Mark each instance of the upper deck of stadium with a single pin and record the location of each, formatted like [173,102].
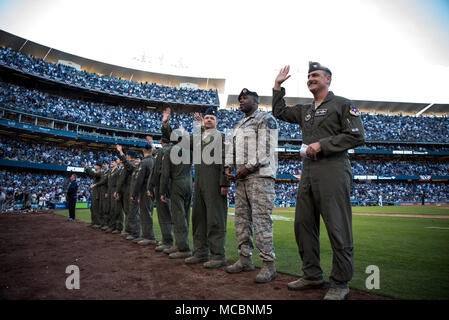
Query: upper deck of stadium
[104,69]
[55,56]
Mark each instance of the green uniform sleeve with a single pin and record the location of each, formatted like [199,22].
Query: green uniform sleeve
[128,167]
[282,112]
[166,130]
[352,133]
[224,182]
[165,172]
[153,181]
[90,172]
[138,187]
[120,181]
[103,181]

######

> **Given exercise**
Present every line of the records above as a Markdown table with the columns No. and Text, one numbered row per line. Skip blank lines and leave out the pictures.

> **Correct answer**
| No. | Text |
|---|---|
| 1 | Mark each instance of the upper deck of stadium with a single pin and record the location of each, formatted like [173,102]. |
| 2 | Query: upper deck of stadium |
| 3 | [104,69] |
| 4 | [55,56] |
| 5 | Mark each instance of the green uniform sleeve with a single pin and record the location of each, formatted like [199,22]. |
| 6 | Query: green uniform sleeve |
| 7 | [128,167] |
| 8 | [282,112] |
| 9 | [166,130] |
| 10 | [352,133] |
| 11 | [224,182] |
| 12 | [165,172] |
| 13 | [153,181] |
| 14 | [90,172] |
| 15 | [138,187] |
| 16 | [120,181] |
| 17 | [103,181] |